> Exercise brief: Copy the records below word for word, starting at the line that contains "The component shall provide one point per instance of the mist" and ending at the end of the records.

> Given information:

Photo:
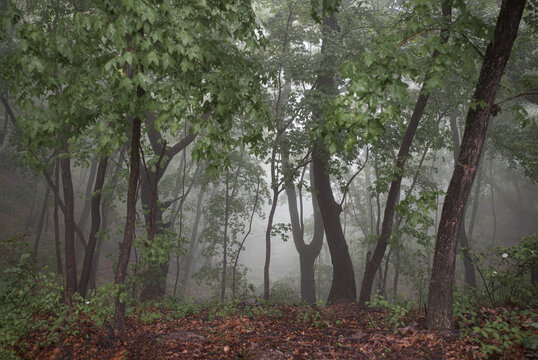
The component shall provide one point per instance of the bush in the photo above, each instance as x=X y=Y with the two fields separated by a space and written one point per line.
x=506 y=275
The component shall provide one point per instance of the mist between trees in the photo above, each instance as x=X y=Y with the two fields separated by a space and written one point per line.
x=295 y=151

> Answer for this exercise:
The component shall provide one point per instance of the mist between trees in the photo above, each instance as x=X y=Y with the two fields separated by a space and written one point per line.
x=295 y=151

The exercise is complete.